-- Dataset entries start --
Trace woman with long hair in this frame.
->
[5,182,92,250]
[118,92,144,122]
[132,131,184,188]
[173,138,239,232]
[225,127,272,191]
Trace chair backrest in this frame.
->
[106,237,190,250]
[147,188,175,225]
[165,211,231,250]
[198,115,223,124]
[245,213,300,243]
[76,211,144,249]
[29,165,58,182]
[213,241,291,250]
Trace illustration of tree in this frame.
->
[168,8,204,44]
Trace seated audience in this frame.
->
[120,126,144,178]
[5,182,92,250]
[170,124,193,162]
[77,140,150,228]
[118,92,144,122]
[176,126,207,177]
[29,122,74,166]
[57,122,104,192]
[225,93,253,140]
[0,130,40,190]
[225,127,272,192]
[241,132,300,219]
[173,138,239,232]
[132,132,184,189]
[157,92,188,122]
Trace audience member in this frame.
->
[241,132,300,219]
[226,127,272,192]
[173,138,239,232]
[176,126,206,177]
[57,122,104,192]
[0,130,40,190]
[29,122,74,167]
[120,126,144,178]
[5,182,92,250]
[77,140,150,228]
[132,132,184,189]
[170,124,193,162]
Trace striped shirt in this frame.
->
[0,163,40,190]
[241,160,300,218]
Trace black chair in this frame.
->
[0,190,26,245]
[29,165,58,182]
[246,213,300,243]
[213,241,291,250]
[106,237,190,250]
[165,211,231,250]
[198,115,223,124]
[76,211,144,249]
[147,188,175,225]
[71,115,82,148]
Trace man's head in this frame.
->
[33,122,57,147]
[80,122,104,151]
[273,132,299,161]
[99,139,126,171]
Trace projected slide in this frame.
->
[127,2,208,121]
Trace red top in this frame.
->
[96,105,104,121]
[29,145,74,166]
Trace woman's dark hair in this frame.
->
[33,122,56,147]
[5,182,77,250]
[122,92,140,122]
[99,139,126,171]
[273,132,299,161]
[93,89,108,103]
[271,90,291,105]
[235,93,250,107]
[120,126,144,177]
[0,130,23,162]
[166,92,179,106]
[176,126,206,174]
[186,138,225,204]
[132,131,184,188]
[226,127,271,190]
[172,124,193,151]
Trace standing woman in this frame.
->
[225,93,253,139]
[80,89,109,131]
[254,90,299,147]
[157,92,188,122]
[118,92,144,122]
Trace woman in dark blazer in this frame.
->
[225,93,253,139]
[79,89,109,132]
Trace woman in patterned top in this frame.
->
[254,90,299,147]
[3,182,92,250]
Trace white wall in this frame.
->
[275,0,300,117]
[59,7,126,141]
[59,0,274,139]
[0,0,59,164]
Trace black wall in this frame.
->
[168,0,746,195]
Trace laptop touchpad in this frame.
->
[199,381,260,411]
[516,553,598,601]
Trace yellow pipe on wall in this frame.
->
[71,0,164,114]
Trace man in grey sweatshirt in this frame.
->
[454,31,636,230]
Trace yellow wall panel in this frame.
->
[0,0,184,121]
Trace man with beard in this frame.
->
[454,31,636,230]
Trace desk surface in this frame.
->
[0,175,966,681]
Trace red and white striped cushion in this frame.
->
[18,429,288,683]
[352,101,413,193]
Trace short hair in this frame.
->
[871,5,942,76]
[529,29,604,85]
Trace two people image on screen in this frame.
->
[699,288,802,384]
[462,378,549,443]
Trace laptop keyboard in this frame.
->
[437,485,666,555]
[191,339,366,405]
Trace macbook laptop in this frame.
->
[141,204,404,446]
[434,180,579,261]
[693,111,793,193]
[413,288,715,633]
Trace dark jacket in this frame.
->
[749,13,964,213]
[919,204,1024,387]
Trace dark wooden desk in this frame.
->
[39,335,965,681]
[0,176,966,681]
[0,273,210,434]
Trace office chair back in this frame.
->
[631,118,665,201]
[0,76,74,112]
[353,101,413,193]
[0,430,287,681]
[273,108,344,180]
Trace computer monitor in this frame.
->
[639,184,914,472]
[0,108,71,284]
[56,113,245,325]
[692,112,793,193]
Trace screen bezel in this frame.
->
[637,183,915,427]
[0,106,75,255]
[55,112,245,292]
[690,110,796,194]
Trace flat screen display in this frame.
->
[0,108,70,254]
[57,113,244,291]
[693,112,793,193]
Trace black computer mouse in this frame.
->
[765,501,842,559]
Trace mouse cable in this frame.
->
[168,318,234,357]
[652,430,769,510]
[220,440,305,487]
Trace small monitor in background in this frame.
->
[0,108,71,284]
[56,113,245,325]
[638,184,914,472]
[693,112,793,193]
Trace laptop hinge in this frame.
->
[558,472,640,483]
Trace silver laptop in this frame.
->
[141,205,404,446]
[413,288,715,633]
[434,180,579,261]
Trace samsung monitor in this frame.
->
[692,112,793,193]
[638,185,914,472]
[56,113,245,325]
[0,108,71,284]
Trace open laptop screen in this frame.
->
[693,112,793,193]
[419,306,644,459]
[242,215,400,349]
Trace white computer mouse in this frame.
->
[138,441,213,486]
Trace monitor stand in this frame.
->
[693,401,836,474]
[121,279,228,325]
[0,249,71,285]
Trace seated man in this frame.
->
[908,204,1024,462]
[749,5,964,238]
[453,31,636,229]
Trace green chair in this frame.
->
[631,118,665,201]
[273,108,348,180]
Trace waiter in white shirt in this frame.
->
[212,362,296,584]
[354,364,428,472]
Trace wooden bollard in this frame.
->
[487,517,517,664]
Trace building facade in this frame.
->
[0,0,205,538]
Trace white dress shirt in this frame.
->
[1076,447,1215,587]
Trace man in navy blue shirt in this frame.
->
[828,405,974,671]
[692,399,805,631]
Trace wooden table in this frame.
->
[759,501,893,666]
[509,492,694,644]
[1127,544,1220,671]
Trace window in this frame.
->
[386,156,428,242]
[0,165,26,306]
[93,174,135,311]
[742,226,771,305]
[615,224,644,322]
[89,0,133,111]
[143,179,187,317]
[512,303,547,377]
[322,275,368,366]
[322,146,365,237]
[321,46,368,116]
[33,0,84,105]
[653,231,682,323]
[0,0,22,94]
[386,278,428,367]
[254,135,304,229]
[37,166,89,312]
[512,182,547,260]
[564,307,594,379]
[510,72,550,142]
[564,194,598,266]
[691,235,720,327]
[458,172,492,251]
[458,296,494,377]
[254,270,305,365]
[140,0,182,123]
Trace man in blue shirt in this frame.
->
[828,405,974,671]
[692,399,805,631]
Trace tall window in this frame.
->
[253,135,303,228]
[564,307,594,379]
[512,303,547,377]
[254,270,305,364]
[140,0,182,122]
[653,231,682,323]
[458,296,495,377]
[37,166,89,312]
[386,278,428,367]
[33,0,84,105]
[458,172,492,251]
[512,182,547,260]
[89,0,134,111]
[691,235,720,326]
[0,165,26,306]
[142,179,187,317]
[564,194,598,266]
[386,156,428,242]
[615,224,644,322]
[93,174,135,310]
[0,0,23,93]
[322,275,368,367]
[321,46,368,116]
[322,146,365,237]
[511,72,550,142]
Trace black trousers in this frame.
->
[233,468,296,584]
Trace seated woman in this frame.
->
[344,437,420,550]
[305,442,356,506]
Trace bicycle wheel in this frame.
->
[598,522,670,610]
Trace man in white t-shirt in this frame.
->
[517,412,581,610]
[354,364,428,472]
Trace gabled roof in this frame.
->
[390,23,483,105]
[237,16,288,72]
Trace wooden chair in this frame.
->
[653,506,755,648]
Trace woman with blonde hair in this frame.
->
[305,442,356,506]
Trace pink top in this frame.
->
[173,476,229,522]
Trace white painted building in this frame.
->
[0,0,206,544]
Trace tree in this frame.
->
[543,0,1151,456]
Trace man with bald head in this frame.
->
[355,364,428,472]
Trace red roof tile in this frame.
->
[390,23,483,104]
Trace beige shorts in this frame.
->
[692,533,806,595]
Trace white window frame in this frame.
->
-- Dataset entries end --
Update the data from its beginning through the line containing "[168,8,204,44]", replacing "chair backrest" with "seat back" and leaving all else unchanged. Return only those lines.

Trace woman with long hair in this frame.
->
[5,182,92,250]
[118,92,144,122]
[132,131,184,188]
[173,138,239,232]
[225,127,272,191]
Trace seat back in this frame.
->
[106,237,190,250]
[147,188,175,225]
[165,211,231,250]
[198,115,223,124]
[245,213,300,243]
[76,211,144,249]
[29,165,58,182]
[213,241,291,250]
Trace illustration of tree in this frame.
->
[168,8,204,44]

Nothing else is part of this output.